▶ **Work item**:
Retype the part of the Galleri cancer test passage below that starts with "Dr. Keith Stewart, director" and goes on through "in an interview.".

Despite that ambition, the company says the test does not replace any existing routine cancer screening recommended by a doctor, such as a mammogram for breast cancer, a pap smear for cervical cancer, or a fecal immunochemical test for colorectal cancer, also known as the FIT or at-home poo test.
Dr. Keith Stewart, director of the Princess Margaret Cancer Centre in Toronto, believes there will be a role for Galleri and tests like it in future screening, but more likely for people at high risk of cancer rather than the population as a whole.
“This is amazing technology,” Stewart said in an interview.
“The question is, is it cost-effective? How often do you get an accurate result? How many times does it pick up a very early cancer versus a late cancer? Those are still things in the research domain for the large part.”
Affordable for a public system?
Princess Margaret is one of the participating hospitals in Pathfinder 2, a clinical trial of Galleri, to be completed in 2026. The Grail-sponsored study of 35,000 patients aged 50 and up aims to assess how many procedures are required to find a diagnosis after a cancer signal is detected by a Galleri test.
Stewart says that study should reveal the costs of doing wide-scale screening of the population to find the small proportion that have an early-stage cancer.

Saved entries
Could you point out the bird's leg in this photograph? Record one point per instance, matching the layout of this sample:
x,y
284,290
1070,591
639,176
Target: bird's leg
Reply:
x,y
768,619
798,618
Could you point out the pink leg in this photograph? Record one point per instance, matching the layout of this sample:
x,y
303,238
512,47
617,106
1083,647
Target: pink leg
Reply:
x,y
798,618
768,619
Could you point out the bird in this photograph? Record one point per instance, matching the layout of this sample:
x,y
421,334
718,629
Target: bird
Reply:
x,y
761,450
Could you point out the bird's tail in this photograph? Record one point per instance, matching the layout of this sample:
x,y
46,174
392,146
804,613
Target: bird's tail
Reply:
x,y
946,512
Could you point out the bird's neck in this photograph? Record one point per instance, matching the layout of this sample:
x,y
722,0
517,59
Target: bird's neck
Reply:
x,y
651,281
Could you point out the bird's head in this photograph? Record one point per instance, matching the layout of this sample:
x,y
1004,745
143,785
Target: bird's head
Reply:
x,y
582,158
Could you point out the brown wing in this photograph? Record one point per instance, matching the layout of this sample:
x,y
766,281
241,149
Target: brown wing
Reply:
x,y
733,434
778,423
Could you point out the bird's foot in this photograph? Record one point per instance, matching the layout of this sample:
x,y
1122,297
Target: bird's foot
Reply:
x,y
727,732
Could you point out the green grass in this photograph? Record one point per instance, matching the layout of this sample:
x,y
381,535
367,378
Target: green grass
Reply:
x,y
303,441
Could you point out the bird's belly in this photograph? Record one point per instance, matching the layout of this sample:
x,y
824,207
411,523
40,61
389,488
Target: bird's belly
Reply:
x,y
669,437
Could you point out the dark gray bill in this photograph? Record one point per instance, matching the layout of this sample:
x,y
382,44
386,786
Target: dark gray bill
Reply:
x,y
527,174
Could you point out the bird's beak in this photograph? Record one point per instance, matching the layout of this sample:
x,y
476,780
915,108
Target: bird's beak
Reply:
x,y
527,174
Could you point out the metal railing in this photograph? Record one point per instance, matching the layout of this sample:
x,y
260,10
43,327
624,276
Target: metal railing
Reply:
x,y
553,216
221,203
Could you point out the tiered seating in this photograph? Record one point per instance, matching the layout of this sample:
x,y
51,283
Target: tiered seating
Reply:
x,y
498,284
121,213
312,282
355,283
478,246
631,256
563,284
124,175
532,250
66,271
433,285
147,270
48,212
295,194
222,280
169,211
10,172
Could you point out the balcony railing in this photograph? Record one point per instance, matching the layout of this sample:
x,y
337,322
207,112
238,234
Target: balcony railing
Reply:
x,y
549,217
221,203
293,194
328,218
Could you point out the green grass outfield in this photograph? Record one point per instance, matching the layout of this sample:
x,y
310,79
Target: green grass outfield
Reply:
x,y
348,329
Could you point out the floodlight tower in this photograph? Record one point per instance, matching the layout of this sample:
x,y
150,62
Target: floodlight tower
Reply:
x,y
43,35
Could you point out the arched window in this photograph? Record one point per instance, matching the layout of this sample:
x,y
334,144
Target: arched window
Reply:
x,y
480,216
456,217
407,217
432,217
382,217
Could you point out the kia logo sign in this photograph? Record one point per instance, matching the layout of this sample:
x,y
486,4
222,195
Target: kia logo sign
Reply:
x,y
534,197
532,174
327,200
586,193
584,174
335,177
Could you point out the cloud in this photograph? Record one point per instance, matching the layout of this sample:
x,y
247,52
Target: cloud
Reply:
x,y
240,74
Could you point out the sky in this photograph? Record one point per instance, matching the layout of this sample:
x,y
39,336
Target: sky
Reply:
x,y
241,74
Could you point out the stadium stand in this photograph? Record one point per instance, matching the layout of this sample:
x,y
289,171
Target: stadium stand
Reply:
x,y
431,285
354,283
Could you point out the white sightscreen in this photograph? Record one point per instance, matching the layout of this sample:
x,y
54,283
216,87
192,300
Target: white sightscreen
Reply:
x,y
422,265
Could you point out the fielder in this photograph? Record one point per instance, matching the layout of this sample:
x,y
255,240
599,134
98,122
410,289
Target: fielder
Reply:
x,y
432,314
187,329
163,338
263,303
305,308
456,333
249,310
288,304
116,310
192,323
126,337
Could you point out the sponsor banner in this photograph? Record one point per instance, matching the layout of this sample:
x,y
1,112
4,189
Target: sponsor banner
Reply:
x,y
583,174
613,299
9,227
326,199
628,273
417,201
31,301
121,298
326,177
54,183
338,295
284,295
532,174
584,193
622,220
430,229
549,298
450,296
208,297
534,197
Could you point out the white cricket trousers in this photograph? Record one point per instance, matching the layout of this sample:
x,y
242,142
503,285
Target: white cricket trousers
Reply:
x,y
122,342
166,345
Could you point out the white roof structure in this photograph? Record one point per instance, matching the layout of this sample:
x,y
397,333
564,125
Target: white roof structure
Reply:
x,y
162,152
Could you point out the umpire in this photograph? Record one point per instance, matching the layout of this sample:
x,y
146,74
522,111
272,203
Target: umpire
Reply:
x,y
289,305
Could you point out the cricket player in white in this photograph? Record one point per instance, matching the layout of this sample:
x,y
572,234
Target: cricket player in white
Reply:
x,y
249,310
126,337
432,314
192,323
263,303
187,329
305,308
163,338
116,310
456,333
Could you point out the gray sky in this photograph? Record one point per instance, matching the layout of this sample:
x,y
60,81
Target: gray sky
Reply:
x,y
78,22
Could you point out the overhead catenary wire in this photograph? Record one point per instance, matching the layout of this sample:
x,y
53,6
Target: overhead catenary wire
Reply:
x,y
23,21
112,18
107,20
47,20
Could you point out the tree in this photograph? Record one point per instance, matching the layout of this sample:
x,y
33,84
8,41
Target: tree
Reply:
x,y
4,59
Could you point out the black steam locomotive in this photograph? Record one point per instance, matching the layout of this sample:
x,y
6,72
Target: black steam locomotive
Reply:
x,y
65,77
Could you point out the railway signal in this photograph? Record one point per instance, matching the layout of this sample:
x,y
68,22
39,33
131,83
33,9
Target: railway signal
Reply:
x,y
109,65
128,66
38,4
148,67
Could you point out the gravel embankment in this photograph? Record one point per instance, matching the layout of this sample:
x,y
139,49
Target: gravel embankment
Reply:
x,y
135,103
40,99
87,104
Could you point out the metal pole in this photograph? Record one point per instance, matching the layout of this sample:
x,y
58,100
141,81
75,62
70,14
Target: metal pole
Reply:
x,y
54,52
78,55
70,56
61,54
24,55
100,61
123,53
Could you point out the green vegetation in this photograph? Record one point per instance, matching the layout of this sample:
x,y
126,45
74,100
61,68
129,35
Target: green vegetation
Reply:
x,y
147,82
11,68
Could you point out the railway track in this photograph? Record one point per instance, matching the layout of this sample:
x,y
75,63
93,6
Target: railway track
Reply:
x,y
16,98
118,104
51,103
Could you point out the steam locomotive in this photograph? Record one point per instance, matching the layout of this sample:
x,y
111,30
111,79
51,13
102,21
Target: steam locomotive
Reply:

▶ **Response**:
Dr. Keith Stewart, director of the Princess Margaret Cancer Centre in Toronto, believes there will be a role for Galleri and tests like it in future screening, but more likely for people at high risk of cancer rather than the population as a whole.
“This is amazing technology,” Stewart said in an interview.